Exercise material
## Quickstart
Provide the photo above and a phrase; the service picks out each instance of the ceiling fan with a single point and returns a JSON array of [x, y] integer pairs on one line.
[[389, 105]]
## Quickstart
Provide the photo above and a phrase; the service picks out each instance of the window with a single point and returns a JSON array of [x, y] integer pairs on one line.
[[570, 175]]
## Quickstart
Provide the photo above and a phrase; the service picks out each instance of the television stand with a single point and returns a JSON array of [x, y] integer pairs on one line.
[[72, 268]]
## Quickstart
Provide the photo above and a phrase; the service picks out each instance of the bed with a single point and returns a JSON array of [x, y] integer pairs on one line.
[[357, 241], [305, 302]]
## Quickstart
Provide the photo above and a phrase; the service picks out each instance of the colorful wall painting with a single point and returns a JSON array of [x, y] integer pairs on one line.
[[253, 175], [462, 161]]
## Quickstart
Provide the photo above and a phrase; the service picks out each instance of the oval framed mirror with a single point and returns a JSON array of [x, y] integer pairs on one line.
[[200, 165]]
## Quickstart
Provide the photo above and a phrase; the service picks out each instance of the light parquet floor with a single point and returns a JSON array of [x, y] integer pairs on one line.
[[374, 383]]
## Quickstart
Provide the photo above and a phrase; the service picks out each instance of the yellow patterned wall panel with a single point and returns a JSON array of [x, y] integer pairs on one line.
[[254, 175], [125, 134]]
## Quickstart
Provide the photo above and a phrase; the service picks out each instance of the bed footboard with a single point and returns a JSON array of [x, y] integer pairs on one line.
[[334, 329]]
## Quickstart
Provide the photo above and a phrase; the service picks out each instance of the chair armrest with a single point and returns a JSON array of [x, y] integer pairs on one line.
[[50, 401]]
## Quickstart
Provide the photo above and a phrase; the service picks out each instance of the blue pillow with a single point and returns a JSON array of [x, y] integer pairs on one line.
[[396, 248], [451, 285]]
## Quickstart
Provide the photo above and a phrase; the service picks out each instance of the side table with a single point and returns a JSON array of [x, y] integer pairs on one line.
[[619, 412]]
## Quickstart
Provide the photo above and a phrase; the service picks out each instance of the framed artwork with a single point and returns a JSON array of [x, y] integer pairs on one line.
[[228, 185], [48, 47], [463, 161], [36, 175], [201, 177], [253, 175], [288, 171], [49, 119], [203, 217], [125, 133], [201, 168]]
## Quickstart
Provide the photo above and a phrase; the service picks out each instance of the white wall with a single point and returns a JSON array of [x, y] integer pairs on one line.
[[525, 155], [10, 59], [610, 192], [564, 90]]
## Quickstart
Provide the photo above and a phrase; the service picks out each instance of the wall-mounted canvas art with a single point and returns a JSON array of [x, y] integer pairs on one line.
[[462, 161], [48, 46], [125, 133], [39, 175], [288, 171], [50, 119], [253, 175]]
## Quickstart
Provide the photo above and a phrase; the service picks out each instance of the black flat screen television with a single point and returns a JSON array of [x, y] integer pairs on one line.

Your assignment
No line should appear in the answer except those from the one containing "of the wall-mounted" through the last line of the listing, each retyped exactly.

Result of the exercise
Provide the photo above and a phrase; the service picks out each instance of the wall-mounted canvas art with a single point and returns a JSON array of [x, y] integer pairs on one line.
[[462, 161], [48, 46], [125, 133], [39, 175], [288, 171], [50, 119], [253, 175]]
## Quickstart
Provide the photo above and a phrase; the service picks out each instance of the black flat screen television with a single point and returns a JSON array of [x, y] integer pairs on one line.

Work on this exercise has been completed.